Excerpt provided:
★ ★ ★ ★ ★ ★ ★
What are the symptoms of narcolepsy?
The symptoms of narcolepsy may be most apparent immediately following the condition’s onset and then may taper off after a few years. However, this is subject to change from individual to individual. Some of the most commonly experienced symptoms of narcolepsy include:
- Cataplexy: Those with type 1 narcolepsy also experience cataplexy, which is an abrupt loss of muscle tone. Cataplexy attacks can range from mild to severe - examples include a slack jaw or a complete full-body collapse. Episodes are usually induced by intense emotions, frequently positive ones, although negative emotions can trigger episodes as well. The frequency of these episodes varies widely from case to case.
- Daytime fatigue: Those with narcolepsy can fall asleep anywhere, with no prior warning. Excessive sleepiness during the day makes it difficult to function properly and is one of the first and most widespread signs of narcolepsy.
- Sleep paralysis: While not everyone who experiences sleep paralysis has narcolepsy, it is a common experience among those diagnosed with the condition. Sleep paralysis usually involves an inability to move or speak upon first waking in the morning or while falling asleep. Even though episodes are generally brief, they can be frightening for some individuals.
★ ★ ★ ★ ★ ★ ★
Problems to solve:
**a)** Decide whether each statement agrees with the text on narcolepsy symptoms. Answer yes or no for each, and quote the words of the text that settle it.
(i) Cataplexy episodes are triggered only by negative emotions.
(ii) Excessive daytime sleepiness is one of the first signs of narcolepsy.
(iii) Everyone who experiences sleep paralysis has narcolepsy.
**b)** Using the text on narcolepsy symptoms, answer each question briefly.
(i) When may the symptoms of narcolepsy be most apparent?
(ii) People with which type of narcolepsy also experience cataplexy?
(iii) At what times does sleep paralysis usually occur?
**c)** Recast the paragraph of the text on narcolepsy symptoms that begins "Cataplexy: Those with type 1" as a bulleted list that keeps its main facts.

Data listing:
★ ★ ★ ★ ★ ★ ★
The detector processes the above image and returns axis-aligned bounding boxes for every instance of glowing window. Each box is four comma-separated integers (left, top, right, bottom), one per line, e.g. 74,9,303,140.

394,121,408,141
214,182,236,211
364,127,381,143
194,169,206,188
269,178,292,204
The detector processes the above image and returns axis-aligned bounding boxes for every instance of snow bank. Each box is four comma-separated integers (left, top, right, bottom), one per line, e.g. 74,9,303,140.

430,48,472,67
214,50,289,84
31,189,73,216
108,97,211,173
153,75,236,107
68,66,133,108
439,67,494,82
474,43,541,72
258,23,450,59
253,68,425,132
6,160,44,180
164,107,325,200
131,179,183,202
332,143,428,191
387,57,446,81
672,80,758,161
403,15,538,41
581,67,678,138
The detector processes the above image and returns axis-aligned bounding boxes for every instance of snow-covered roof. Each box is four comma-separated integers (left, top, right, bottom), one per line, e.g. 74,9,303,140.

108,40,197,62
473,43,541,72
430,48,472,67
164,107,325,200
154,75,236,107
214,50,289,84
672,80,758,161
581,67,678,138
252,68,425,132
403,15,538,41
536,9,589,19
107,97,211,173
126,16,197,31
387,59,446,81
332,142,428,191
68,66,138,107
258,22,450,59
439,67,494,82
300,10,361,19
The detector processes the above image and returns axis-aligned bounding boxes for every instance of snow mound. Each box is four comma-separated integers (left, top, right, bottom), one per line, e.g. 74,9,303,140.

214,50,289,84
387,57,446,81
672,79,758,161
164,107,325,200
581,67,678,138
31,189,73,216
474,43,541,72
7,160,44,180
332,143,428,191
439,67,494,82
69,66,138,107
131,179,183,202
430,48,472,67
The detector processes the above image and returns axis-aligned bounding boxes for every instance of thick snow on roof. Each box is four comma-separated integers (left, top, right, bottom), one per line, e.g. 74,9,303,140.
★ ★ ★ ★ ★ ★ ★
Solutions to the tasks:
**a)**
(i) No: "Episodes are usually induced by intense emotions, frequently positive ones, although negative emotions can trigger episodes as well."
(ii) Yes: "is one of the first and most widespread signs of narcolepsy."
(iii) No: "While not everyone who experiences sleep paralysis has narcolepsy, it is a common experience among those diagnosed with the condition."

**b)**
(i) Immediately following the condition's onset.
(ii) Type 1 narcolepsy.
(iii) Upon first waking in the morning or while falling asleep.

**c)**
- Cataplexy, an abrupt loss of muscle tone, occurs in people with type 1 narcolepsy.
- Attacks range from mild, such as a slack jaw, to severe, such as a complete full-body collapse.
- Episodes are usually induced by intense emotions, often positive ones, though negative emotions can also trigger them.
- How often episodes occur varies widely from case to case.